[Excerpts from pointing data]
────────────────────────────────────────

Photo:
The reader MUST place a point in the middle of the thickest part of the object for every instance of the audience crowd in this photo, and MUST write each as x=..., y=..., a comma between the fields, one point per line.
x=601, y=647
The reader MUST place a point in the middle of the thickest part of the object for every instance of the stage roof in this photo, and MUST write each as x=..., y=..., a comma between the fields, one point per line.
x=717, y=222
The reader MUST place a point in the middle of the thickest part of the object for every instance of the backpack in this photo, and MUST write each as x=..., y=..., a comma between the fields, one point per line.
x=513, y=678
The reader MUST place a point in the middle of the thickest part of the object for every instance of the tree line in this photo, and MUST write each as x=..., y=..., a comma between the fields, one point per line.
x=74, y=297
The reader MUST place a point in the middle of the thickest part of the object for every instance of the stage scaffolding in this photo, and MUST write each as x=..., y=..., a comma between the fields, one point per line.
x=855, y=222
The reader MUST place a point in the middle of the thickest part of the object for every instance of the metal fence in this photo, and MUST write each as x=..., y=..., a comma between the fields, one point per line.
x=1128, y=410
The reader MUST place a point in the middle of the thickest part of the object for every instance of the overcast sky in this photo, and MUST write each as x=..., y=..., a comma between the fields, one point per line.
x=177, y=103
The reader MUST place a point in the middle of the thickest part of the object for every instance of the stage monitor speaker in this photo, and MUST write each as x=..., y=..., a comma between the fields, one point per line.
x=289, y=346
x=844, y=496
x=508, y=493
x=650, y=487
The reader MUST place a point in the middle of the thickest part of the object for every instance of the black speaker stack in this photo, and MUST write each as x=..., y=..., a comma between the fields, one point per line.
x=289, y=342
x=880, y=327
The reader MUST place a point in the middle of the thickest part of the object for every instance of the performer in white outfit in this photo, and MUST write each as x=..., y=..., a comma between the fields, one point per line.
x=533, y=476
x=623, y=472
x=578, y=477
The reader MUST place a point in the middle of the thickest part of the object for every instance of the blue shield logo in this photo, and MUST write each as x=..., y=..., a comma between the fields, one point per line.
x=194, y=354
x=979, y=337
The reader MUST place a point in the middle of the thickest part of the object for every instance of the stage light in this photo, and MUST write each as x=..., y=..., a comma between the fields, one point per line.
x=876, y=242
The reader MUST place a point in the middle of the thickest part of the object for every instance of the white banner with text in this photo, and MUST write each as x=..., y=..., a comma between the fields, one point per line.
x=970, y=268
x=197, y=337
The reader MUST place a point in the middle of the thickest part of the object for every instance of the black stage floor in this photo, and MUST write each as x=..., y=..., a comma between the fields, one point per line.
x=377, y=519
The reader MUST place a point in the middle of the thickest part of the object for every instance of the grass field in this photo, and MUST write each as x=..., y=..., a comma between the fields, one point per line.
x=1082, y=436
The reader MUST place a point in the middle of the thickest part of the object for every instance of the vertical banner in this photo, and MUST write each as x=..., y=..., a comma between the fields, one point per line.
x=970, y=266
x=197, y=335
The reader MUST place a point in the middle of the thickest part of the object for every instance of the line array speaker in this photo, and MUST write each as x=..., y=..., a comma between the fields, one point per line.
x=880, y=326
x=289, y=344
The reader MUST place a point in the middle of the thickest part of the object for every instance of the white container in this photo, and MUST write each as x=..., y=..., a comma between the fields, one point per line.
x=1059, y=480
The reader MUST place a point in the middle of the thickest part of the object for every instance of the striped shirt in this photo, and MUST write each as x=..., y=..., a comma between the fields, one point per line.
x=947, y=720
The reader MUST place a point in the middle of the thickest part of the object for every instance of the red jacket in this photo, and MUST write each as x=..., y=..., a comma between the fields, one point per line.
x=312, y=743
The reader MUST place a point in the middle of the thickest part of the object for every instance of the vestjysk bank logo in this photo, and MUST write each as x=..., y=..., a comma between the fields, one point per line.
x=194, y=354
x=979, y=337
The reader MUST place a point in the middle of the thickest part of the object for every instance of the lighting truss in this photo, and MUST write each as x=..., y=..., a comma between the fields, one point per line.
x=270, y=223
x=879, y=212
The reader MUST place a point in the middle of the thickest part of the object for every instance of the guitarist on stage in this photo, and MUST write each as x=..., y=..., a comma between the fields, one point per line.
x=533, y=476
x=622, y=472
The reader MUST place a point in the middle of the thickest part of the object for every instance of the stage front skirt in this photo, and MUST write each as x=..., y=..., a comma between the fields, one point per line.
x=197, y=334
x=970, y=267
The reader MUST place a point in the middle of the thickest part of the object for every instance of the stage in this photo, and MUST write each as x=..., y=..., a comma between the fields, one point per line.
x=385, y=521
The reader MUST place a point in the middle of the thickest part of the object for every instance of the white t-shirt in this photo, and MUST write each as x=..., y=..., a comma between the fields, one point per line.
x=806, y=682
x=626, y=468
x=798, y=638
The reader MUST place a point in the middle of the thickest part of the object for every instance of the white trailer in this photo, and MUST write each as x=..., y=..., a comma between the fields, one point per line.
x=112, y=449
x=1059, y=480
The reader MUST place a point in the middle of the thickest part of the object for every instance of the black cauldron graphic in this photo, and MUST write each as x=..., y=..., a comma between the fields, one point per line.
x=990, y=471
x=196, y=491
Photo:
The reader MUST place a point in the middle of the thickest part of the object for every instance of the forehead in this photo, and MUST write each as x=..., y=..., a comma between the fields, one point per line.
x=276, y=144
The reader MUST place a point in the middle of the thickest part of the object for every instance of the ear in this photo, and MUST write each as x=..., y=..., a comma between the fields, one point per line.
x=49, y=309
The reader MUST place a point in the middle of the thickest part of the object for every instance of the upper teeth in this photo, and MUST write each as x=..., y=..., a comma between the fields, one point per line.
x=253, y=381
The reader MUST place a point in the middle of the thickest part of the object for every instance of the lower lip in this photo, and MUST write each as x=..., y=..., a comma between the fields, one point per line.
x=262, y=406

────────────────────────────────────────

Put the entries starting at the line containing "the stage scaffolding" and ending at the line containing "x=197, y=337" into a two-column CSV with the headers instruction and points, with one row per entry. Place each entry's text and its answer in their own quoted fields, and replace line breaks with spaces.

instruction,points
"The reader MUST place a point in the middle of the thickest part of the object for every instance of the stage scaffolding in this photo, and MUST write each as x=..., y=..., a comma between the fields, one point per line.","x=855, y=222"
"The reader MUST place a point in the middle of the thickest part of the object for every instance of the metal fence in this photo, and MUST write each as x=..., y=..., a comma between the fields, one point per line.","x=1128, y=410"
"The reader MUST place a point in the middle of the thickest part of the object for every instance of the overcast sky in this photo, and MUST write each as x=..., y=..., a comma between the fields, one point per line.","x=177, y=103"
"The reader MUST place a point in the middle of the thickest part of the object for every instance of the stage monitor speaker in this photo, and MUST write each as x=..., y=..., a comma between the fields, one point per line.","x=289, y=346 x=844, y=496 x=508, y=493 x=650, y=487"
"The reader MUST place a point in the middle of the thickest part of the object for every instance of the black speaker stack in this photo, and MUST write each as x=..., y=..., a comma between the fields, one point per line.","x=289, y=342 x=880, y=327"
"The reader MUST place a point in the middle of the thickest part of the object for every instance of the performer in white outfit in this photo, and MUST write each as x=..., y=..., a comma between the fields, one point per line.","x=533, y=476 x=623, y=472 x=578, y=477"
"The reader MUST place a point in the middle of the thickest part of the object for every instance of the blue shield logo in this photo, and MUST write each as x=..., y=..., a comma between the fields, one point per line.","x=194, y=354 x=979, y=337"
"The reader MUST place a point in the middle of the thickest part of the object for every instance of the stage light in this photo, and MUST write each as x=..., y=..., a comma between the fields, one point per line.","x=876, y=242"
"The reader MUST place a point in the middle of the thickest part of the object for every instance of the white banner with text in this photo, and MUST write each as x=..., y=..., a comma between the fields, one point per line.","x=970, y=268 x=197, y=337"